**TASK A:**
From the article on the Colombian military, extract the passage that starts at "The Colombian newsmagazine" and ends after "promising post-conflict reforms.", copying it word for word.
**TASK B:**
Write a continuation of the article on the Colombian military, picking up after its final sentence.

**PROVIDED TEXT:**
===

The Colombian newsmagazine Semana, known over the years for excellent investigative reporting, came under fire in May for sitting on a story about the new high command’s demand that military officers produce higher “body counts,” which the New York Times instead picked up as a front-page bombshell. Since then, Semana has come roaring back with a series of alarming revelations—most of them based on information leaked from military officers themselves—about corruption within the armed forces, evasion of accountability for human rights abuse, and a general pullback from promising post-conflict reforms.
Semana’s latest revelation about out-of-control behavior in the Colombian military is a shocker. Part two of a two-part series, published October 27, details the military’s April 22 killing of Dimar Torres, a farmer and former FARC militia member, in the conflictive and strategic Catatumbo region, near the Venezuela border. About 167 demobilized FARC members have been killed since the November 2016 peace accord’s signing, but Torres is the only demobilized fighter known to have been killed by the armed forces.
The killing of Torres, a father-to-be who cared for his elderly parents, was big news in Colombia at the time. Word of the military’s responsibility got out because residents of his village, in the municipality of Convención about 10 minutes from a 40-man army post, had seen soldiers searching a worried-looking Torres at a checkpoint, and later heard shots fired. A contingent of villagers found soldiers digging a large hole near the grounds of the base. Then they found his body on the ground, shot four times. The community members took videos of their search and of their confrontation with the soldiers, which were widely shared on social media. (Thank heaven for smartphones.)

===

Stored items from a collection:
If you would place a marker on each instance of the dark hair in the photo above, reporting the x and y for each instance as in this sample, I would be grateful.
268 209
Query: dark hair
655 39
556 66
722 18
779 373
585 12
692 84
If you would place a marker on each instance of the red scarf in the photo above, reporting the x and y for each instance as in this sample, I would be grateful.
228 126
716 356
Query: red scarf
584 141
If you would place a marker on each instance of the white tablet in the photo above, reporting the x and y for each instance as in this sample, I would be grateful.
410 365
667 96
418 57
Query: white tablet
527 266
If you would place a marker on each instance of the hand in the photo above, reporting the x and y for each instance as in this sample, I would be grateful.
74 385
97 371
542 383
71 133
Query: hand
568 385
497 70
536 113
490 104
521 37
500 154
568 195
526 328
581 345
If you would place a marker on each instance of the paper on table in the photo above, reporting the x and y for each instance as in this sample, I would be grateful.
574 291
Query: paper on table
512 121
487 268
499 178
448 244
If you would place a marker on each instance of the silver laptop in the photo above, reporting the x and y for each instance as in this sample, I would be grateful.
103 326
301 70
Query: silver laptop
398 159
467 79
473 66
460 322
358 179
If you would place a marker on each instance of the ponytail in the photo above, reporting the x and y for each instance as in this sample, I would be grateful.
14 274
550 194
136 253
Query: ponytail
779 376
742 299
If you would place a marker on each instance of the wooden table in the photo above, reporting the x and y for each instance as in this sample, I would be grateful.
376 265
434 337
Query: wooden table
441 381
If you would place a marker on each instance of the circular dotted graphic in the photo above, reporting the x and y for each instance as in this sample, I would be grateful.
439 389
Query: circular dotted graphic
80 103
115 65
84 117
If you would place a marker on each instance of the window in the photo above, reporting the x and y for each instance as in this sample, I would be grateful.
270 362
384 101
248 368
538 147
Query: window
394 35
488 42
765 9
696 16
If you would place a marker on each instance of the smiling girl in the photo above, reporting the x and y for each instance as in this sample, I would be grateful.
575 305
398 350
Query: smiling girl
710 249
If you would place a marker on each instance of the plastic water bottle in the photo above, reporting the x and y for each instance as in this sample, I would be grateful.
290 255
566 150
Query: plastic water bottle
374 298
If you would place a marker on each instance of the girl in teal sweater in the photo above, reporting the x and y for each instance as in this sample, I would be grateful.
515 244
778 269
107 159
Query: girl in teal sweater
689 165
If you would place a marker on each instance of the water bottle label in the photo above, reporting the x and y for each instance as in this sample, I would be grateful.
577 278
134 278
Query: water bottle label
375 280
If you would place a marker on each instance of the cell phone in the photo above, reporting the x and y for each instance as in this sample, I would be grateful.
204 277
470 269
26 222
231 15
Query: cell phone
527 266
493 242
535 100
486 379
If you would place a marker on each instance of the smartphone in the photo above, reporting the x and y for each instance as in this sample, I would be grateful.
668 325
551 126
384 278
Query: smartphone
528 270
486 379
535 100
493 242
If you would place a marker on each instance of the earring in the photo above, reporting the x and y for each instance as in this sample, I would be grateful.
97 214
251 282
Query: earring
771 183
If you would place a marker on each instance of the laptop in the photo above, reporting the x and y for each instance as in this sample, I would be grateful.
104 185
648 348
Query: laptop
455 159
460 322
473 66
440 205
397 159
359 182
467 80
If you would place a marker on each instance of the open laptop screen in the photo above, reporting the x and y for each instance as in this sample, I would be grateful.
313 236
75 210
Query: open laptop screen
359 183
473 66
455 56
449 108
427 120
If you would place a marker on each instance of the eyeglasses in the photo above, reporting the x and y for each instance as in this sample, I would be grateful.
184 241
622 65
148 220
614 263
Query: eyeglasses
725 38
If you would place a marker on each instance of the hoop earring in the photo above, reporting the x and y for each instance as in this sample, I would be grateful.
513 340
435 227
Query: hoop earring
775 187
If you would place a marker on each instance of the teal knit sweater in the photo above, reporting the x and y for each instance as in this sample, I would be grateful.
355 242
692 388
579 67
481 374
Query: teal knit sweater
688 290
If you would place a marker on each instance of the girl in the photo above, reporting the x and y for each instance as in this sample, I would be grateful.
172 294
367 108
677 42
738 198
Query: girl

===

**EXERCISE RESPONSE A:**
The Colombian newsmagazine Semana, known over the years for excellent investigative reporting, came under fire in May for sitting on a story about the new high command’s demand that military officers produce higher “body counts,” which the New York Times instead picked up as a front-page bombshell. Since then, Semana has come roaring back with a series of alarming revelations—most of them based on information leaked from military officers themselves—about corruption within the armed forces, evasion of accountability for human rights abuse, and a general pullback from promising post-conflict reforms.

**EXERCISE RESPONSE B:**
At the time, the Colombian defense sector’s response was contradictory: both hopeful and worrisome. Civilian authorities began investigating Corporal Daniel Eduardo Gómez Robledo, the alleged killer. General Diego Luis Villegas, the commander of the “Vulcan Task Force” charged with securing Catatumbo, went to Torres’s home village and said the right thing. “Not just any civilian was killed, a member of the community was killed, members of the armed forces killed him. That’s why the commander should come and show his face. I regret it in my soul. In the name of the 4,000 men I have the honor to command, I ask your forgiveness.”
(Gen. Villegas, by the way, is a complicated individual. He faces a currently suspended arrest warrant for commanding a unit that committed a “false positive” extrajudicial killing of a mentally disabled man in 2008, which makes it odd that he would have been put in charge of military operations in a high-stakes territory like Catatumbo, which has a strong presence of the ELN, FARC dissidents, and the EPL, a local splinter guerrilla group. In August, Semana revealed that in a January meeting Gen. Villegas had said, “The Army of speaking English, of protocols, of human rights is over.… If we need to carry out hits, we’ll be hitmen, and if the problem is money, then there’s money for that.”)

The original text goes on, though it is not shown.